CONSIGNES
Répondez à ces questions à partir de l'extrait sur la pêche ci-dessous.
(a) Entre quelles heures l'auteur cherche-t-il à optimiser pleinement les zones ?
(b) Combien de touches sont enregistrées entre 22h et 10h lors de la 3ème 24H ?
(c) Quelle moyenne de poids est indiquée pour la canne de droite ?

Une touche se fera sur la zone amorcée et les deux autres sur le spot de pierres. Les constatations des 24 h précédentes se confirment. Activité toujours nocturne et matinale. La canne en tête chercheuse est toujours muette ce qui laisse à dire que les poissons sont intéressés par les zones amorcées. La journée, j'ai donc tendance à laisser reposer les zones pour les optimiser pleinement entre 22h et 10h du matin.
3ème 24H
Mon contre-pied stratégique commence à payer puisque les touches ne s'essoufflent pas. Au contraire. 5 touches entre 22h et 10h. La canne de droite produit encore 2 poissons et pas des moindres.
Cette canne, à cet instant, dispose d'une moyenne assez élevée pour les lieux : quasi 20 kg. Mon approche était pensée dans ce sens mais de là à imaginer un tel résultat, mes chevilles enfleraient ! Les autres poissons ont été réalisés sur mon spot de rappel. Les poissons semblent, sur ces dernières 24H, plutôt mordeurs là où il y a un apport régulier en appâts.

EXTRAITS DE DONNÉES

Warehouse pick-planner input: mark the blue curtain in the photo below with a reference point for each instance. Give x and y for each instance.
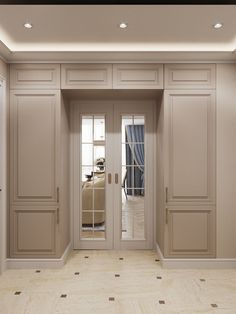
(135, 155)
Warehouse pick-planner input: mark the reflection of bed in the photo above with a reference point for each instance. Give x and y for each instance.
(93, 197)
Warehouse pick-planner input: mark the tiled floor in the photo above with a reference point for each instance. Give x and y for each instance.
(107, 282)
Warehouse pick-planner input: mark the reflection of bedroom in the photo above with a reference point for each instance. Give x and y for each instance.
(93, 177)
(133, 155)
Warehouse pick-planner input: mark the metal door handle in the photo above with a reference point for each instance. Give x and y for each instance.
(166, 195)
(58, 217)
(109, 178)
(58, 197)
(116, 178)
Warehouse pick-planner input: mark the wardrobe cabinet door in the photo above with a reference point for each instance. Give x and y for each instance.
(35, 76)
(190, 76)
(34, 119)
(86, 76)
(34, 231)
(136, 76)
(190, 232)
(190, 147)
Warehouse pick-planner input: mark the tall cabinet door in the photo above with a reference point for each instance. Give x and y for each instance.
(34, 141)
(190, 173)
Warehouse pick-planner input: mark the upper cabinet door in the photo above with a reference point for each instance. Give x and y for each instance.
(190, 76)
(190, 146)
(137, 76)
(35, 76)
(34, 123)
(86, 76)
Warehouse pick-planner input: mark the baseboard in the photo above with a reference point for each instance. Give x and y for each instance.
(34, 263)
(195, 263)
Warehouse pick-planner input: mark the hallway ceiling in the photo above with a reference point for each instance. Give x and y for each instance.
(70, 31)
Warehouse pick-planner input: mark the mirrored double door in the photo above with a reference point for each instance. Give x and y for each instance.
(116, 164)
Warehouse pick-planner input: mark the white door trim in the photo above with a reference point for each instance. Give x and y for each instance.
(3, 175)
(147, 108)
(75, 182)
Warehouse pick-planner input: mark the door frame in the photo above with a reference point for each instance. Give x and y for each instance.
(75, 180)
(3, 176)
(147, 108)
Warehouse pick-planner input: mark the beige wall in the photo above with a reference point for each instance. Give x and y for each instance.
(226, 160)
(3, 69)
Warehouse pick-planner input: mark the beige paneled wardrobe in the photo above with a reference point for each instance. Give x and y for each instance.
(185, 153)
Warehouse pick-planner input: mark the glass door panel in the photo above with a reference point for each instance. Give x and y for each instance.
(92, 190)
(133, 177)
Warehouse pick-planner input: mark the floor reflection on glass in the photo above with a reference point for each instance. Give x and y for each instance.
(132, 217)
(93, 177)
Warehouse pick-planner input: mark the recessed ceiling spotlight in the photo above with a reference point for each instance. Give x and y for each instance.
(123, 25)
(218, 25)
(28, 25)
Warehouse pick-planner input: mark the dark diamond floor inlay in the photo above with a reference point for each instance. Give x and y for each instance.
(214, 305)
(17, 292)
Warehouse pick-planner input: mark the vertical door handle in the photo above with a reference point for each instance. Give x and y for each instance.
(166, 194)
(58, 217)
(167, 215)
(58, 197)
(116, 178)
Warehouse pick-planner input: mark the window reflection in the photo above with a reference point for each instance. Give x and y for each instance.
(133, 175)
(93, 177)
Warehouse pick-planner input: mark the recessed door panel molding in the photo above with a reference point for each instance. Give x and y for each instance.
(34, 145)
(136, 76)
(190, 232)
(86, 76)
(190, 76)
(190, 146)
(35, 76)
(33, 231)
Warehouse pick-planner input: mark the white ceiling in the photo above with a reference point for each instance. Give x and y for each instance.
(71, 30)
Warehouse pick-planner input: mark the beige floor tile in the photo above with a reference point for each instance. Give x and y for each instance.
(137, 290)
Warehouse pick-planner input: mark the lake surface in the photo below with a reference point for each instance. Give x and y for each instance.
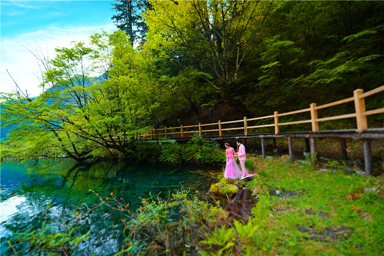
(27, 189)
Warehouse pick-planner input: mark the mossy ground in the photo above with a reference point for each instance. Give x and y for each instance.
(306, 224)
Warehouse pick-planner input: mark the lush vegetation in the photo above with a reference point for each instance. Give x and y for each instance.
(315, 212)
(255, 56)
(196, 150)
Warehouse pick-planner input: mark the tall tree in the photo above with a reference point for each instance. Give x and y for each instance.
(215, 35)
(129, 18)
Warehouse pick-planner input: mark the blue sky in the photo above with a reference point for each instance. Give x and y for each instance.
(42, 26)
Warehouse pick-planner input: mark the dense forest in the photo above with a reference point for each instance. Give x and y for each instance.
(253, 57)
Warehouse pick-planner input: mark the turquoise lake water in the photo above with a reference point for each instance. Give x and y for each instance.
(27, 189)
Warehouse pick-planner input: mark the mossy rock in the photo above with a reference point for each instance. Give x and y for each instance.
(223, 189)
(285, 158)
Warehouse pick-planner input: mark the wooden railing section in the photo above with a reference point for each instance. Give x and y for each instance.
(360, 115)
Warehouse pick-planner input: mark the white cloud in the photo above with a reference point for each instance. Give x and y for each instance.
(21, 63)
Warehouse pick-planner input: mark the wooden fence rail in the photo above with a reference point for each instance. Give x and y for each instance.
(360, 114)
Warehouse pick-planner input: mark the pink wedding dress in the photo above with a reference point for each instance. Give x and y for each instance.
(232, 170)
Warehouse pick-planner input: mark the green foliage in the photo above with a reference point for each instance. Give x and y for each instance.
(197, 150)
(249, 165)
(222, 238)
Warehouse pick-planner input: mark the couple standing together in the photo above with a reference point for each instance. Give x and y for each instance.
(232, 170)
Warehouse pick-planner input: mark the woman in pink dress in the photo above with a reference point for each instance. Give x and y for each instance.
(232, 170)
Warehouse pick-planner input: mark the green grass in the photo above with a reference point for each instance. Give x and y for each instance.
(322, 205)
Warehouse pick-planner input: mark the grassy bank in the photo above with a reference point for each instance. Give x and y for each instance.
(320, 219)
(299, 211)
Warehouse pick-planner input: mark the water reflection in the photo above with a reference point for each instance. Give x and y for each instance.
(27, 188)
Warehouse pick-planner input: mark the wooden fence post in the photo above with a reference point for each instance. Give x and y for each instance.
(344, 149)
(367, 157)
(313, 152)
(245, 126)
(360, 109)
(276, 117)
(315, 124)
(290, 149)
(219, 122)
(262, 148)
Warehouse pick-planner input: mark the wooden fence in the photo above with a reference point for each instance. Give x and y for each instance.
(360, 114)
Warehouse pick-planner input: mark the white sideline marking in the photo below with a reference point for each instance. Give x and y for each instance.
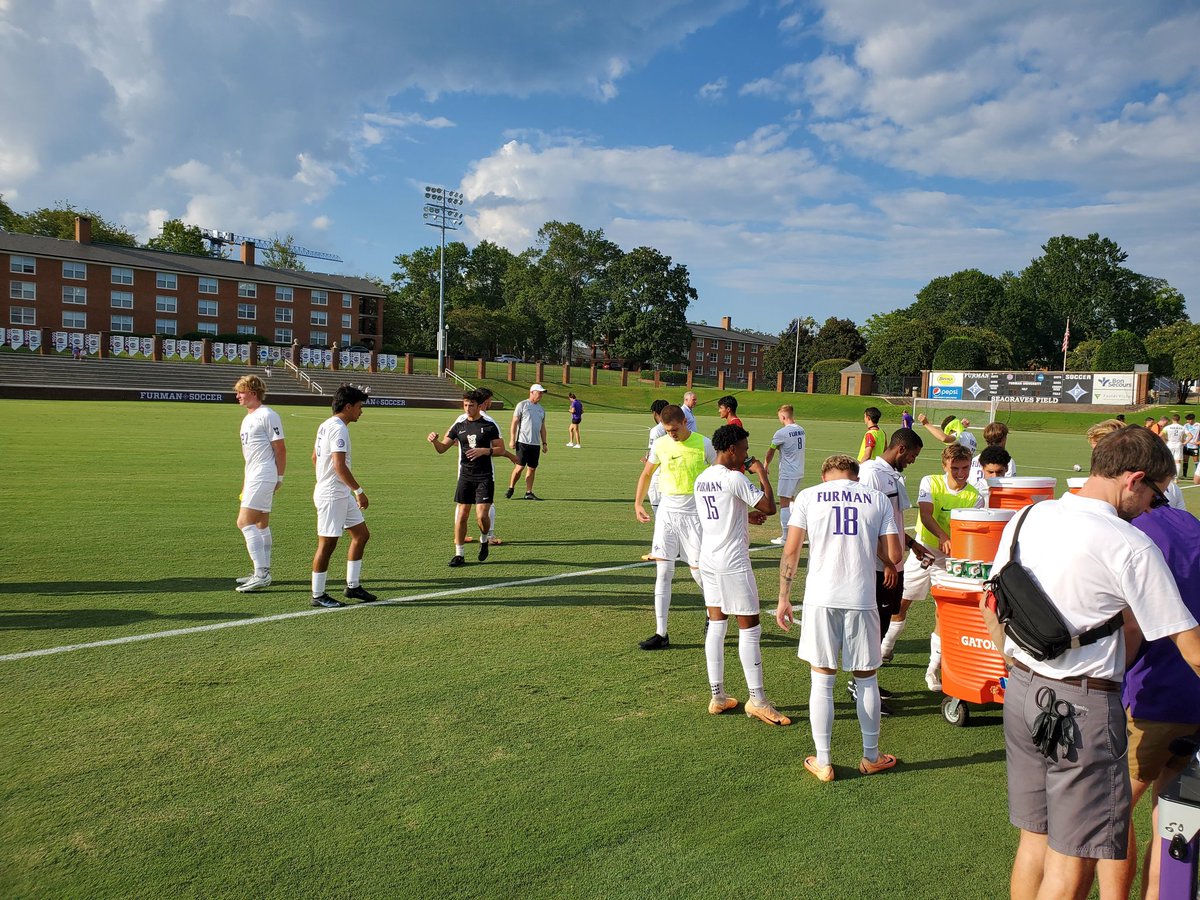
(301, 613)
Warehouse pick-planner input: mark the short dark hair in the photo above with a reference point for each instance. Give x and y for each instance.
(727, 436)
(347, 395)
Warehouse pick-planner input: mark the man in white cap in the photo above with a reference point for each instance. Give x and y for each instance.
(528, 436)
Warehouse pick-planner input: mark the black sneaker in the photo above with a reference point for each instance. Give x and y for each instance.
(655, 642)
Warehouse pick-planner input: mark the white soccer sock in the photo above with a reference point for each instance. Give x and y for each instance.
(663, 595)
(821, 714)
(868, 702)
(750, 651)
(714, 653)
(893, 635)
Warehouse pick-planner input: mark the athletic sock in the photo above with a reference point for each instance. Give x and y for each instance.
(750, 651)
(665, 571)
(893, 635)
(821, 714)
(714, 654)
(868, 702)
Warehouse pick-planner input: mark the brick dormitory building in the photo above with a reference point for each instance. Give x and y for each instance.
(83, 287)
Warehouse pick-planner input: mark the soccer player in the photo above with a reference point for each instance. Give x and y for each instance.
(683, 455)
(937, 496)
(527, 436)
(267, 457)
(789, 441)
(727, 502)
(479, 441)
(847, 527)
(874, 441)
(340, 499)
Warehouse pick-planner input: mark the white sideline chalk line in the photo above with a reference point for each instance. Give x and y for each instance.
(301, 613)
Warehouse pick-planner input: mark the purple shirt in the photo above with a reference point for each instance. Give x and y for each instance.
(1159, 685)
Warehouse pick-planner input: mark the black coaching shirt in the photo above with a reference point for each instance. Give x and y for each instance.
(472, 435)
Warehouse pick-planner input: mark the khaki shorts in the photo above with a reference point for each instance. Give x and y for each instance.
(1150, 744)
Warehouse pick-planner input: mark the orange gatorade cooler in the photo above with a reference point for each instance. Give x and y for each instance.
(1019, 491)
(975, 533)
(972, 666)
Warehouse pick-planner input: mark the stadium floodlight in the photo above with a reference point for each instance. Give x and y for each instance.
(441, 213)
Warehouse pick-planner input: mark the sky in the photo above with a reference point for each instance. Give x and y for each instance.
(799, 159)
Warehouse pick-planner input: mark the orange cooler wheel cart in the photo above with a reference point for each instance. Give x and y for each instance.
(972, 666)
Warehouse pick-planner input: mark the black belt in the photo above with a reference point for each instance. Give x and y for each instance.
(1096, 684)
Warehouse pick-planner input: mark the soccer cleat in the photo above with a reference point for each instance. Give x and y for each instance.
(766, 712)
(885, 762)
(823, 773)
(654, 642)
(256, 582)
(721, 705)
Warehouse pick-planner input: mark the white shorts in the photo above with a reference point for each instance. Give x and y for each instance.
(916, 580)
(732, 593)
(787, 486)
(258, 493)
(853, 633)
(676, 537)
(335, 516)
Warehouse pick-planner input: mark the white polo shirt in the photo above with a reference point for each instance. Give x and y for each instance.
(1092, 564)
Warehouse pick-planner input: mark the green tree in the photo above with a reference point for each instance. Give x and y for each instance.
(179, 238)
(647, 315)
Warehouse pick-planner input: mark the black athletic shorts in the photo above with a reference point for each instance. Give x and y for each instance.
(528, 455)
(474, 492)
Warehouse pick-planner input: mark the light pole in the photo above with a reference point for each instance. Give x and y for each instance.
(441, 213)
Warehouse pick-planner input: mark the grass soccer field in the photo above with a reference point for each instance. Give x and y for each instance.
(493, 732)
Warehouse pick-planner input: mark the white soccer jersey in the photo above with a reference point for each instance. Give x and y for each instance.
(844, 521)
(723, 501)
(333, 437)
(258, 430)
(790, 443)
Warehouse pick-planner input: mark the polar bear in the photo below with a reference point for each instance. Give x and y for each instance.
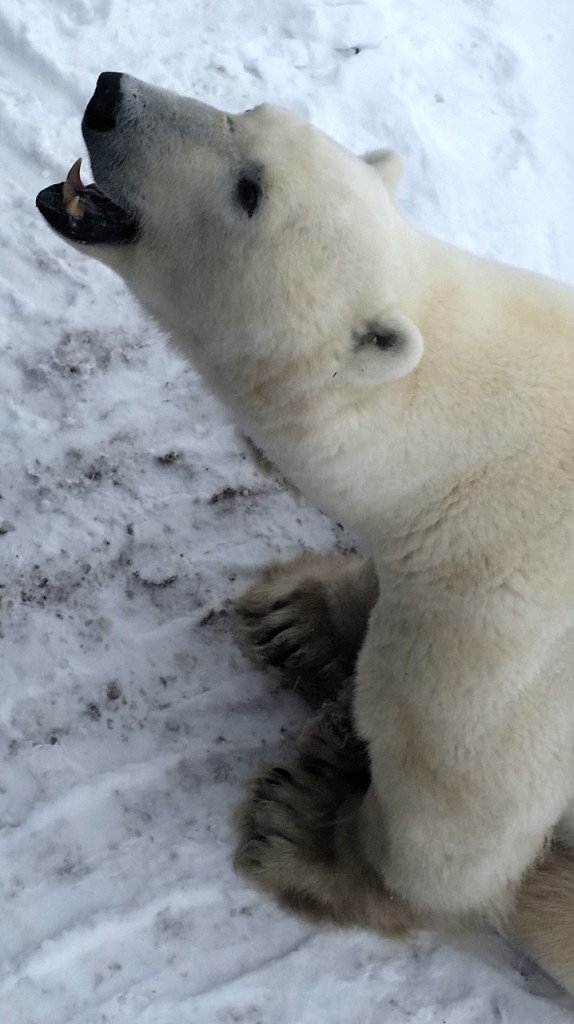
(425, 398)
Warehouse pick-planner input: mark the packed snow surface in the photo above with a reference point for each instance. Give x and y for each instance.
(131, 513)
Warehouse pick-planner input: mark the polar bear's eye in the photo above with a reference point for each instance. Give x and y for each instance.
(248, 194)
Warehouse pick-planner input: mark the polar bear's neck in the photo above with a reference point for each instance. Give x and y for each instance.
(392, 460)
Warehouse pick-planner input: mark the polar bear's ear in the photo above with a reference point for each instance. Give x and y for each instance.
(391, 348)
(389, 165)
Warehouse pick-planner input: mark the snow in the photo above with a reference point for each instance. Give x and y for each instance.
(131, 513)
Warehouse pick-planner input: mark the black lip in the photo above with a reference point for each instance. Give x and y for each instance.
(102, 222)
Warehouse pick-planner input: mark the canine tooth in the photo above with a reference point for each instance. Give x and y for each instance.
(74, 177)
(74, 207)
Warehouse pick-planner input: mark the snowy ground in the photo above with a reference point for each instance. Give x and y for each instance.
(130, 513)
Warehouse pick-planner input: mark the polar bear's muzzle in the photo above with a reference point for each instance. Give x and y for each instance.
(92, 214)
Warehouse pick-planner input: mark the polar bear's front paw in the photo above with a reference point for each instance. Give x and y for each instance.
(328, 743)
(297, 828)
(287, 833)
(285, 623)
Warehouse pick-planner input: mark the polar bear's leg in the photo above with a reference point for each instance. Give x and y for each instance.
(298, 833)
(308, 617)
(543, 916)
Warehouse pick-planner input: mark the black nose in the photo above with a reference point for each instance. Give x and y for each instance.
(102, 108)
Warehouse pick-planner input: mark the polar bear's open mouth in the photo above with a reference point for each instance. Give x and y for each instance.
(84, 213)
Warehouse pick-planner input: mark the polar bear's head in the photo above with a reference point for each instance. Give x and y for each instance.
(243, 235)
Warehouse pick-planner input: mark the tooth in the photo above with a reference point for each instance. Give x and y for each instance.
(74, 207)
(74, 175)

RÉSULTAT CI-DESSOUS
(a) Entre 22h et 10h du matin.
(b) 5 touches.
(c) Quasi 20 kg.